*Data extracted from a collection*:
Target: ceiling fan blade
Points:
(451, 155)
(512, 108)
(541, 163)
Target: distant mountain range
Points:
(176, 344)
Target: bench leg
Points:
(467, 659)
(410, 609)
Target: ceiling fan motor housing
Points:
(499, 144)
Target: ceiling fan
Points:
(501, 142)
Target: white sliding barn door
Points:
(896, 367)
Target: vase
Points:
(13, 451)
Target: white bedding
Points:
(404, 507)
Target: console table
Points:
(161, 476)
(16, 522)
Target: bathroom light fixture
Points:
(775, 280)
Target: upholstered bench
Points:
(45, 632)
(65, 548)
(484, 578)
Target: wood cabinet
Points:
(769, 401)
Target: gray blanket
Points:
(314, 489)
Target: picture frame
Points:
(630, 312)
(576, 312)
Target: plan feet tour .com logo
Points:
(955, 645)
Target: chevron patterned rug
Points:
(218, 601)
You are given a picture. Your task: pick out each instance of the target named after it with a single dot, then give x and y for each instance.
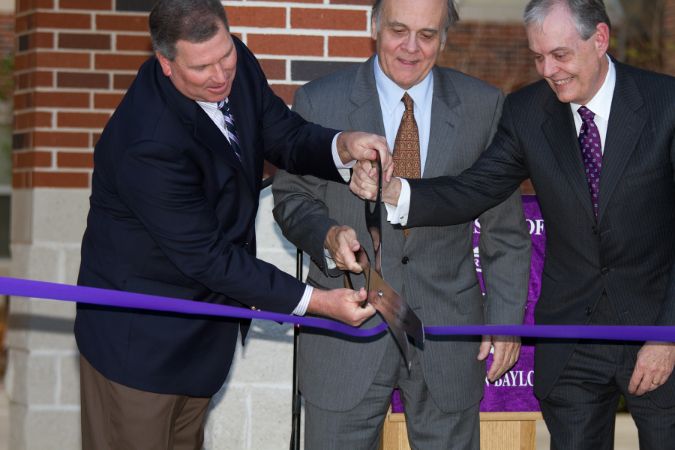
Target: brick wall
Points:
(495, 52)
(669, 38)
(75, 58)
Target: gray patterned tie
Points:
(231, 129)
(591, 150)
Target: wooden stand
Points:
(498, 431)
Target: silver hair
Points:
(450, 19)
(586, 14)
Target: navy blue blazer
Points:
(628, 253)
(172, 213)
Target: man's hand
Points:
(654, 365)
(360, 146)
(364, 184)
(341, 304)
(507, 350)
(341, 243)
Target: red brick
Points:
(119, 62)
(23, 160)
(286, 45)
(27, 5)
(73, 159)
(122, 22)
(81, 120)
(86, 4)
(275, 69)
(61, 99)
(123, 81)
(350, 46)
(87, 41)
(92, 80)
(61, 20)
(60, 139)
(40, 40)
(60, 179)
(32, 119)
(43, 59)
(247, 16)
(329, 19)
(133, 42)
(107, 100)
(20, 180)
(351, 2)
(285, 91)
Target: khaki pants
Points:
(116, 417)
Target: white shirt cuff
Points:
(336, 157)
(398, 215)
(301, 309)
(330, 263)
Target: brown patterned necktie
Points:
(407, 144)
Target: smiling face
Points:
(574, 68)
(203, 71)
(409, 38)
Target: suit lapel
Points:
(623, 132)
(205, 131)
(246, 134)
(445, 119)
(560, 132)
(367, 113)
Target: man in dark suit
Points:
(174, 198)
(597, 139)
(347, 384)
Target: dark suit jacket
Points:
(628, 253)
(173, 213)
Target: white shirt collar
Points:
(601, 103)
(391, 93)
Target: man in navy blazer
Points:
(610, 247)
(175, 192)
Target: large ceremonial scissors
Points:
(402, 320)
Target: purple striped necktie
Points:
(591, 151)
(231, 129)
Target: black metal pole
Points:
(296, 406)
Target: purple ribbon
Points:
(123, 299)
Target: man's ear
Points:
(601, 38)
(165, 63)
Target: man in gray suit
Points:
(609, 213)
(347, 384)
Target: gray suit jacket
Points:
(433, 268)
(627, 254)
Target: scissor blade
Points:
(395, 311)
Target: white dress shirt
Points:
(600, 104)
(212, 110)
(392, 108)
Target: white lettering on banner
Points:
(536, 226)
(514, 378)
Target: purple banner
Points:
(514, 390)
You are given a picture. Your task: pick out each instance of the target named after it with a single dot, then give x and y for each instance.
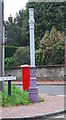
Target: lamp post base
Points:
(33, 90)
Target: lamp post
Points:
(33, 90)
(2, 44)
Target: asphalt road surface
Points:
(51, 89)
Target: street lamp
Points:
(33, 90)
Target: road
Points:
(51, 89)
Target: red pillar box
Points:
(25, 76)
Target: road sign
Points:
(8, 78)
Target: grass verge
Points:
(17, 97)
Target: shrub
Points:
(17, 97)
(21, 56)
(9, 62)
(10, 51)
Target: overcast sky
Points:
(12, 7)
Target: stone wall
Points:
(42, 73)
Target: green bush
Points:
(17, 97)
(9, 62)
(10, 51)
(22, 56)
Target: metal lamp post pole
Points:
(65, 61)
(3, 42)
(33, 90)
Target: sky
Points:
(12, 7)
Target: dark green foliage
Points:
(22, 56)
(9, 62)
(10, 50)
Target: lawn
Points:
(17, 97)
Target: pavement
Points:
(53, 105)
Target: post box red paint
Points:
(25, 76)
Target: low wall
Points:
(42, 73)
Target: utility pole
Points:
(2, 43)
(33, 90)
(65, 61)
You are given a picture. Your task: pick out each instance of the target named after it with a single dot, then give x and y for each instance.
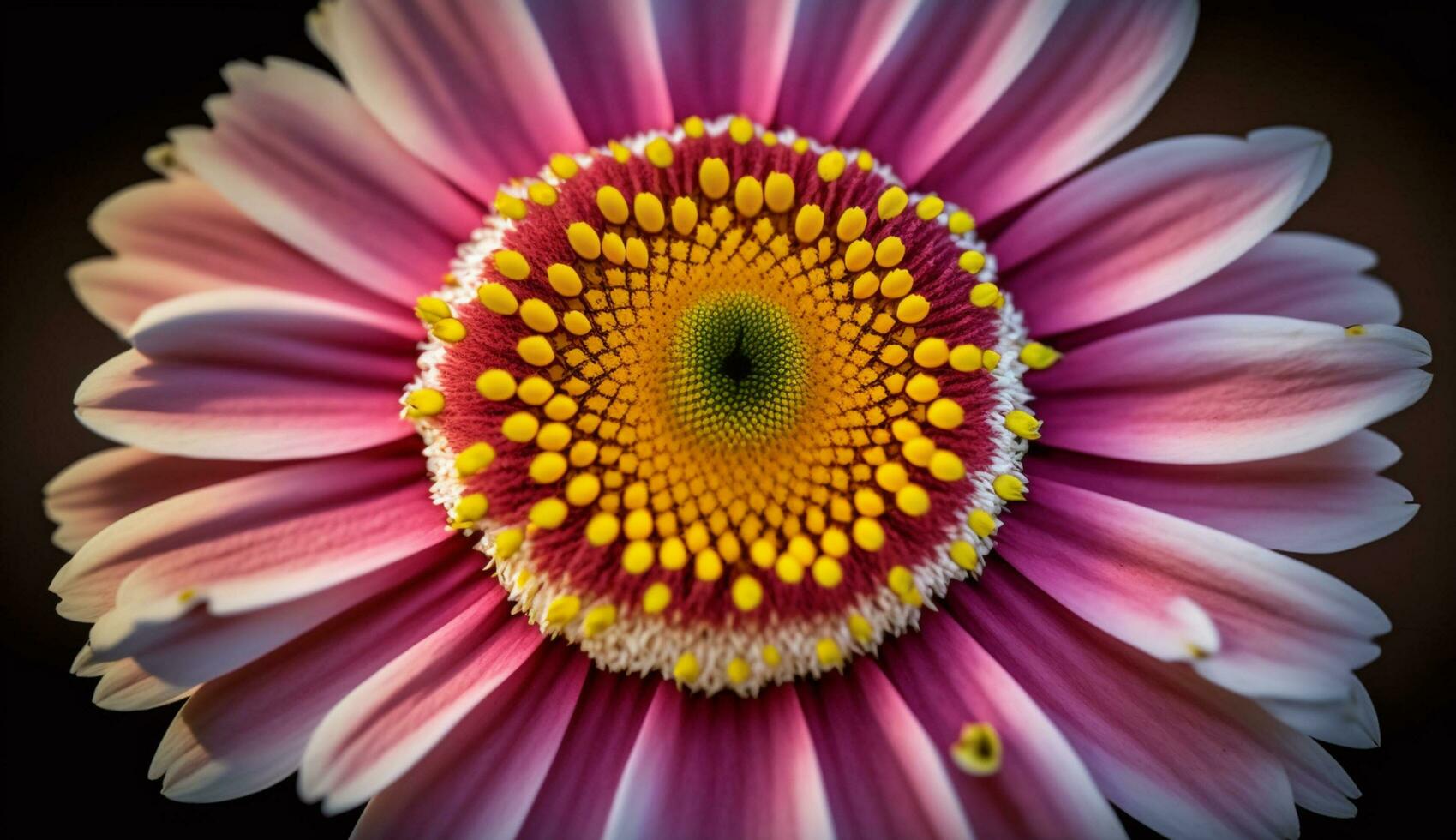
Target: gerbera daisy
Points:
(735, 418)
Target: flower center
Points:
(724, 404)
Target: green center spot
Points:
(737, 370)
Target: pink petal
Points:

*PROBLEM DESCRIPTION*: Reproduce the listing above from the line that contains "Target: asphalt road surface" through its final line, exactly and with nothing added. Omit the images.

*RESULT OF THIS TASK*:
Target: asphalt road surface
Points:
(51, 89)
Target: street lamp
Points:
(33, 90)
Target: road
Points:
(51, 89)
Target: red pillar box
Points:
(25, 76)
Target: road sign
Points:
(8, 78)
Target: grass verge
Points:
(17, 97)
Target: shrub
Points:
(17, 97)
(21, 56)
(9, 62)
(10, 51)
Target: overcast sky
Points:
(12, 7)
Target: stone wall
Points:
(42, 73)
Target: green bush
Points:
(17, 97)
(9, 62)
(10, 51)
(22, 56)
Target: metal lamp post pole
Points:
(65, 61)
(3, 42)
(33, 90)
Target: sky
Points:
(12, 7)
Target: dark green foliage
Points:
(22, 56)
(9, 62)
(10, 50)
Target: lawn
Points:
(17, 97)
Target: pavement
Points:
(53, 105)
Target: post box red paint
Points:
(25, 76)
Target: low wall
Points:
(42, 73)
Target: utility pole
Points:
(2, 43)
(33, 90)
(65, 61)
You are given a picture. Your task: pick out each instance of the target named after it with a single dot, then give x and y for each instance.
Target: gerbera daisy
Points:
(735, 418)
Target: flower center
Points:
(724, 404)
Target: green center spot
Points:
(737, 370)
Target: pink petal
Points:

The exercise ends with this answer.